Exercise directions
Provide an exact copy of the data, excluding the images.

Data rows

+++

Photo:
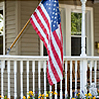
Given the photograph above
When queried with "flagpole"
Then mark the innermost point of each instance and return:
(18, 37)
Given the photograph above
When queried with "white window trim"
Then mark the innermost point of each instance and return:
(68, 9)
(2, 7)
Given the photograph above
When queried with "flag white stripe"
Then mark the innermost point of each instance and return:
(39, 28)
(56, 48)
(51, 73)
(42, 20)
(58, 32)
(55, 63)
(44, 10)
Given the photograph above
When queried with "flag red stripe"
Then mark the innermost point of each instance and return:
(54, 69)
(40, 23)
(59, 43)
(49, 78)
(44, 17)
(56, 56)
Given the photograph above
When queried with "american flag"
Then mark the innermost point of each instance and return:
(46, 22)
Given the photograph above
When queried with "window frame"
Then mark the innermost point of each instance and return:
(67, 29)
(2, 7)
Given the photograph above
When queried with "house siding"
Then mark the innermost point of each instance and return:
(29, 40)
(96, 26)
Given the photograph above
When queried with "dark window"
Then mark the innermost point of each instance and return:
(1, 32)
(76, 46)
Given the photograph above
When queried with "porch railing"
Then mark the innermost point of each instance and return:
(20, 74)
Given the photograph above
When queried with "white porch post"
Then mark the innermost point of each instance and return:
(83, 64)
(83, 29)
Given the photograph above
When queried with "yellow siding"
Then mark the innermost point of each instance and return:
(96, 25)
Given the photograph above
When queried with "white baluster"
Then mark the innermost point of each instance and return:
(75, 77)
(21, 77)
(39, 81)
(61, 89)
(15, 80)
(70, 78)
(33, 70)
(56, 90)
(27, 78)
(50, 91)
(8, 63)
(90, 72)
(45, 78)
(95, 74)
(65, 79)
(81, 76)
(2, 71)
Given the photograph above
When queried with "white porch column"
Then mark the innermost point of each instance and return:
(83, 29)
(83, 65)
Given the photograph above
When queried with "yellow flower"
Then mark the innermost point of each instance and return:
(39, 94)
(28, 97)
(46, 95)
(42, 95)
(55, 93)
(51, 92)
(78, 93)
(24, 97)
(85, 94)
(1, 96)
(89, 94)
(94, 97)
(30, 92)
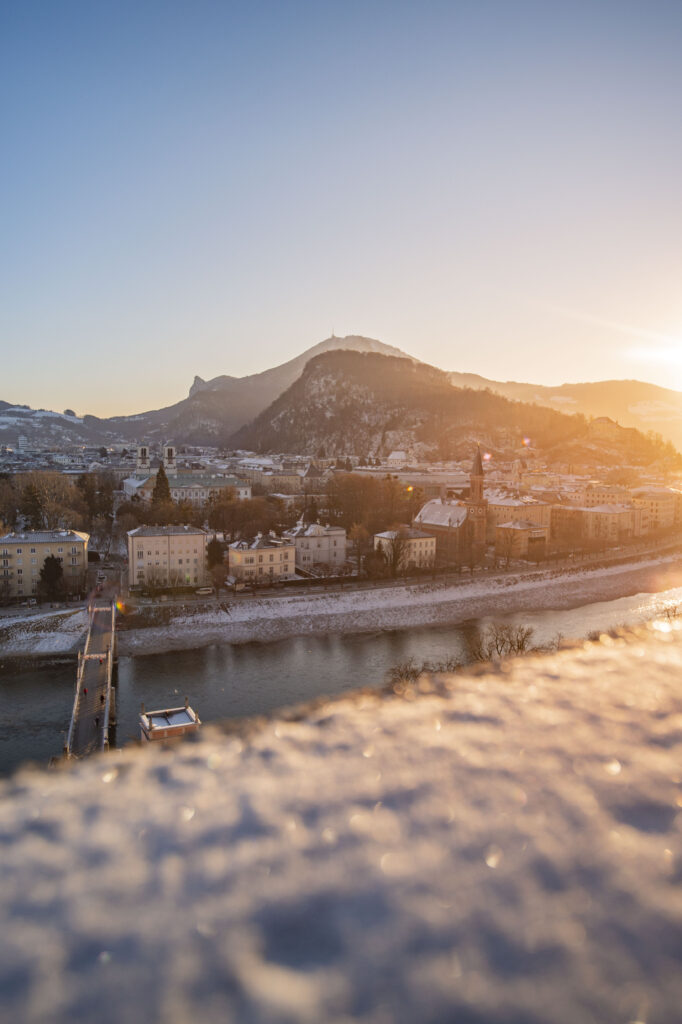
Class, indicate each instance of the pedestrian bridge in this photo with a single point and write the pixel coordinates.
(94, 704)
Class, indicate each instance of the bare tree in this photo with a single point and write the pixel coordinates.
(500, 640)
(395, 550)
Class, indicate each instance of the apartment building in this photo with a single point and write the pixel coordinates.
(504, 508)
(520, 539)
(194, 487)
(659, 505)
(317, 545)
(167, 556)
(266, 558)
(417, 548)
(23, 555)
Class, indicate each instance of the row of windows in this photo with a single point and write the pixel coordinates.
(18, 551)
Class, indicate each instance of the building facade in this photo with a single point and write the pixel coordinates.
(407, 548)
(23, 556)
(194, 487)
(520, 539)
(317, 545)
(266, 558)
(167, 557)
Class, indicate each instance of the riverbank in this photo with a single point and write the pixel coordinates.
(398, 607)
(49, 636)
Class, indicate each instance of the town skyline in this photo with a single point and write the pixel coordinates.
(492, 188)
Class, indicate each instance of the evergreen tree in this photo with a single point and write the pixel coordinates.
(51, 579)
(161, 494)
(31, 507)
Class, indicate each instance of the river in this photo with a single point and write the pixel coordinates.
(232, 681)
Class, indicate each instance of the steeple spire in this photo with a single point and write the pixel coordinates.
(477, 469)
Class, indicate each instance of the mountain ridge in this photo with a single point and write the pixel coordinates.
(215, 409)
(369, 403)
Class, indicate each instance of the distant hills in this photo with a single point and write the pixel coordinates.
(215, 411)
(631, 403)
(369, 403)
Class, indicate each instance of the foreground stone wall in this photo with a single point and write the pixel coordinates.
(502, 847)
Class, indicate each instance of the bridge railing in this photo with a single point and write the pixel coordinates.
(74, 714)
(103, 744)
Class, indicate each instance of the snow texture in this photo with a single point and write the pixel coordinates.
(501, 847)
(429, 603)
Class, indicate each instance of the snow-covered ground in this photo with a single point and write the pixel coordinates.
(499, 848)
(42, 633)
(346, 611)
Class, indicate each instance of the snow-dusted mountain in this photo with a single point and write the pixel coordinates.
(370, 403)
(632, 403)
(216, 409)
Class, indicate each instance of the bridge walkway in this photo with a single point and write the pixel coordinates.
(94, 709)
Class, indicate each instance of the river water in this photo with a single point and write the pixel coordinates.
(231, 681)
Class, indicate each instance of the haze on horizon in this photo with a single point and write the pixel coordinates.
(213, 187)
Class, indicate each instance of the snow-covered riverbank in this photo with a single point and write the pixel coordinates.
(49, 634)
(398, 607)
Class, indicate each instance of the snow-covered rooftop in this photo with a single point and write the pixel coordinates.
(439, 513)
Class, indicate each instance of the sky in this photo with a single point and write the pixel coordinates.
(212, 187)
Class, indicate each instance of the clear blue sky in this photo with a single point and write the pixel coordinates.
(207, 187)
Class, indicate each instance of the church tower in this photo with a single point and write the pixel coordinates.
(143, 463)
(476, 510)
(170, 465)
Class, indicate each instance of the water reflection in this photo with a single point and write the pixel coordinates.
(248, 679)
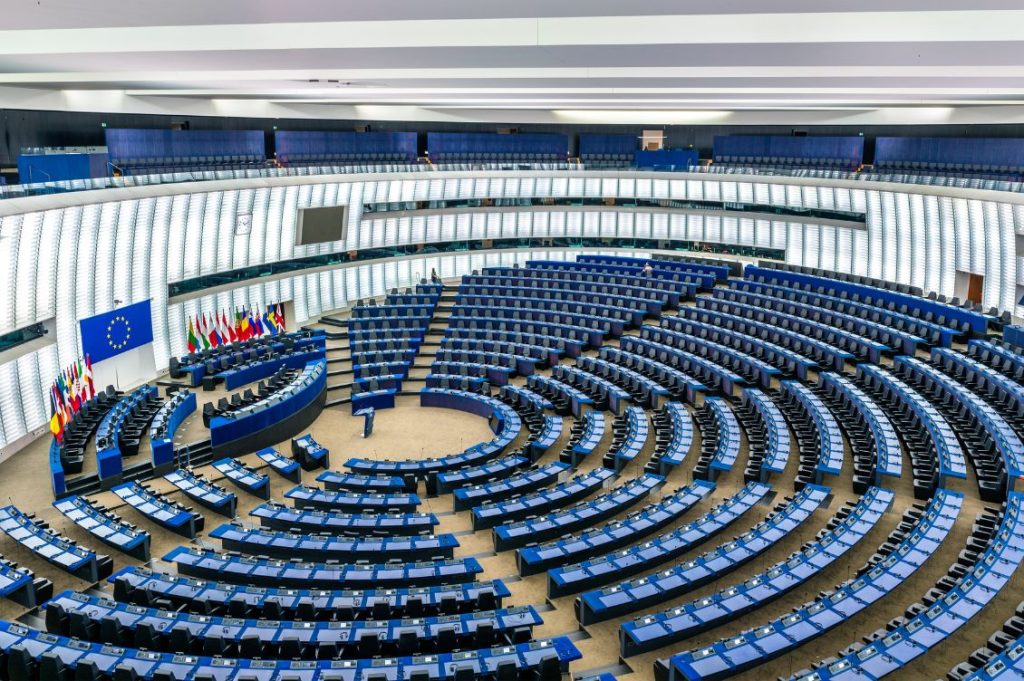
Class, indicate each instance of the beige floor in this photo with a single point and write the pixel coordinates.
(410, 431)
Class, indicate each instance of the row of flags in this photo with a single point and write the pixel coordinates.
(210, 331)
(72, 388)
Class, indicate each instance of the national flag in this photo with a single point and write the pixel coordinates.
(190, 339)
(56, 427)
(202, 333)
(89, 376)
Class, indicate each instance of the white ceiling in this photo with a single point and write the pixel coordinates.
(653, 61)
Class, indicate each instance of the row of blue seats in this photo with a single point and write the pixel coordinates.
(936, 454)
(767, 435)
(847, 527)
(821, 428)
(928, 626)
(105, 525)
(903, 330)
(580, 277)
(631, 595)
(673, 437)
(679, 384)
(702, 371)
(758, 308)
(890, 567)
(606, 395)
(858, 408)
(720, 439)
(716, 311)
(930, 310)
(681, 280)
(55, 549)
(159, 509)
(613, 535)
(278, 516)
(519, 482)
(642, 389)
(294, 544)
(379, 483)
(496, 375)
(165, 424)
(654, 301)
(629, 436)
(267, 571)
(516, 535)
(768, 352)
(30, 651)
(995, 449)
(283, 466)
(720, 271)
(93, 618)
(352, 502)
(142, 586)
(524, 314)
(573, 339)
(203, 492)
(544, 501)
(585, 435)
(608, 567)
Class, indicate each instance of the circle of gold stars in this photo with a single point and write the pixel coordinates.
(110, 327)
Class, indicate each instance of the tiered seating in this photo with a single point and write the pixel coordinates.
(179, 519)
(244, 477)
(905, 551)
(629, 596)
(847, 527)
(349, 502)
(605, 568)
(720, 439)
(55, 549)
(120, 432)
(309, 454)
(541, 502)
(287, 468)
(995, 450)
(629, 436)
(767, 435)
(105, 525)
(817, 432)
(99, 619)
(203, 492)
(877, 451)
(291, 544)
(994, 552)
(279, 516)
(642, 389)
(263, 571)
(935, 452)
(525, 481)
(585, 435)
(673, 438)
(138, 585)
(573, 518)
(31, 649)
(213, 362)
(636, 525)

+++

The completed task
Photo:
Given the photograph above
When queried with "flagpole"
Then mark the innermost point of each instance and return:
(18, 37)
Given the photograph above
When queried with "white window trim"
Then mark the innermost point of each instance and return:
(68, 9)
(2, 7)
Given the photograph above
When queried with "flag white stripe"
Then mark the innermost point of each instance and return:
(39, 28)
(56, 48)
(51, 73)
(42, 20)
(58, 32)
(55, 63)
(44, 10)
Given the photograph above
When queried with "flag red stripe"
Then mark the innermost point of each instance and return:
(54, 69)
(40, 23)
(59, 43)
(49, 78)
(44, 17)
(56, 56)
Given the photograph above
When queried with "american flag"
Then mark the innermost point of each instance and return:
(46, 22)
Given the photograph above
When queried with "window frame"
Then mark the innermost point of each instance and return:
(67, 29)
(2, 7)
Given the photograph above
When queried with "house siding"
Then mark the innermost point of each instance and return:
(29, 40)
(96, 26)
Given the photograph above
When queried with "dark window"
Then mark the innermost point of each instance and return:
(1, 32)
(76, 46)
Given the photograph above
When queried with "porch railing"
Then mark the innermost point of each instance and return:
(20, 74)
Given the photograph above
When queried with "white porch post"
Then mark the innermost point of each instance and return:
(83, 64)
(83, 29)
Given the photograph above
When queried with "yellow siding"
Then mark the innermost point of each instance and return:
(96, 25)
Given the photograph above
When queried with "white baluster"
Then mark the innermost point of each instance and return:
(75, 77)
(21, 77)
(39, 81)
(61, 89)
(15, 80)
(70, 78)
(33, 70)
(56, 90)
(27, 78)
(50, 91)
(8, 63)
(90, 72)
(45, 78)
(95, 74)
(65, 79)
(81, 76)
(2, 71)
Given the photograph above
When queried with "white porch column"
Then mark the innermost point of each instance and return:
(83, 29)
(83, 65)
Given the photograph above
When queried with "yellow flower"
Then mark the innermost point of each instance and return:
(39, 94)
(28, 97)
(46, 95)
(42, 95)
(55, 93)
(51, 92)
(78, 93)
(24, 97)
(85, 94)
(1, 96)
(89, 94)
(94, 97)
(30, 92)
Class, indicate each instance of the pedestrian bridge in this photo with a single point and write the pixel coordinates.
(94, 704)
Class, indicate each instance of the bare tree in this photo with a single point and write the pixel coordinates.
(500, 640)
(395, 550)
Class, indicate each instance of the apartment building in this photo with a single point and write the pixel coordinates.
(504, 508)
(520, 539)
(194, 487)
(659, 505)
(317, 545)
(167, 556)
(266, 558)
(417, 548)
(23, 555)
Class, indicate each instance of the row of windows in this photo with a single point and write the pixel coordinates.
(18, 551)
Class, indicate each instance of the building facade in this photo with a single point and write the pixel coordinates.
(407, 548)
(23, 556)
(194, 487)
(520, 539)
(317, 545)
(266, 558)
(167, 557)
Class, indicate each instance of the riverbank in this photo with a single point and write the pixel coordinates.
(398, 607)
(49, 636)
Class, indicate each instance of the town skyline in this photo with a single point and write the pixel coordinates.
(492, 188)
Class, indicate each instance of the evergreen tree in this photo with a single point and write the pixel coordinates.
(51, 579)
(161, 494)
(31, 507)
Class, indicate each instance of the river in this photo with a single point and write the pixel coordinates.
(232, 681)
Class, indicate each instance of the steeple spire in this photo with a single point and write the pixel coordinates.
(477, 469)
Class, indicate each instance of the mountain ridge in this photo with a single point and write the pixel coordinates.
(215, 409)
(369, 403)
Class, indicate each instance of the distant hills in this photo with a single point and write the pixel coordinates.
(215, 411)
(631, 403)
(369, 403)
Class, indicate each instance of the foreground stone wall in this photo with a single point and write the pixel coordinates.
(502, 847)
Class, indicate each instance of the bridge railing in this photo with a single point and write the pixel coordinates.
(74, 714)
(103, 744)
Class, indicate each instance of the snow texture in this photo with a single point and write the pixel coordinates.
(501, 847)
(429, 603)
Class, indicate each instance of the snow-covered ground in this photo with a single point and write the pixel coordinates.
(499, 848)
(42, 633)
(346, 611)
Class, indicate each instance of the snow-dusted mountain in this photo with a single point and write the pixel coordinates.
(370, 403)
(632, 403)
(216, 409)
Class, indicate each instance of the bridge walkway in this photo with a single point and write the pixel coordinates.
(94, 709)
Class, indicate each instance of the river water in this photo with a single point and write the pixel coordinates.
(231, 681)
Class, indicate each instance of the haze on horizon in this photo with a single point and write the pixel coordinates.
(213, 187)
Class, indicate each instance of the snow-covered riverbank in this photo with a single point and write the pixel coordinates.
(49, 634)
(398, 607)
Class, indicate each instance of the snow-covered rooftop in this photo with a single point and write the pixel coordinates.
(439, 513)
Class, indicate each instance of the sky in this photo with a single point and write the pixel coordinates.
(212, 187)
Class, indicate each instance of the clear blue sky in this photo with a single point and write the pixel coordinates.
(207, 187)
Class, indicate each instance of the church tower in this photo with a single point and write the pixel coordinates.
(143, 463)
(476, 510)
(170, 465)
Class, indicate each instance of the water reflection in this photo with a single point and write the pixel coordinates.
(248, 679)
Class, indicate each instance of the beige floor in this photo with a single point and write the pixel coordinates.
(410, 431)
Class, indicate each instance of the row of flags in this photo with a single point and write the pixel coordinates.
(210, 331)
(72, 388)
Class, indicate each instance of the national flag in this photo with a single point and write the pixel coordinates.
(190, 339)
(56, 427)
(202, 333)
(89, 376)
Class, indicate each instance of the white ceiling in this photo with a single point and write the pixel coordinates.
(653, 61)
Class, indicate each instance of the row of blue seats in this photo with a single point and write the pixel coordinates.
(936, 454)
(767, 435)
(847, 527)
(821, 428)
(928, 626)
(105, 525)
(903, 330)
(580, 277)
(631, 595)
(673, 437)
(679, 384)
(702, 371)
(758, 308)
(890, 567)
(606, 395)
(858, 408)
(720, 439)
(716, 311)
(930, 310)
(681, 280)
(55, 549)
(159, 509)
(613, 535)
(278, 516)
(519, 482)
(642, 389)
(294, 544)
(379, 483)
(496, 375)
(165, 424)
(654, 301)
(629, 436)
(267, 571)
(516, 535)
(768, 352)
(30, 651)
(995, 449)
(283, 466)
(720, 271)
(93, 618)
(352, 502)
(142, 586)
(524, 314)
(573, 339)
(203, 492)
(544, 501)
(585, 435)
(608, 567)
Class, indicate each instance of the circle of gold stars in this photo with a single point and write the pixel coordinates.
(110, 327)
Class, indicate each instance of the tiered seating in this photo with a single point and write the pixel coordinates.
(179, 519)
(244, 477)
(905, 551)
(629, 596)
(847, 527)
(349, 502)
(605, 568)
(720, 439)
(55, 549)
(120, 432)
(309, 454)
(541, 502)
(287, 468)
(995, 450)
(629, 436)
(767, 435)
(105, 525)
(817, 432)
(99, 619)
(203, 492)
(877, 451)
(291, 544)
(994, 552)
(279, 516)
(642, 389)
(263, 571)
(935, 452)
(525, 481)
(585, 435)
(673, 438)
(138, 585)
(573, 518)
(31, 649)
(213, 362)
(636, 525)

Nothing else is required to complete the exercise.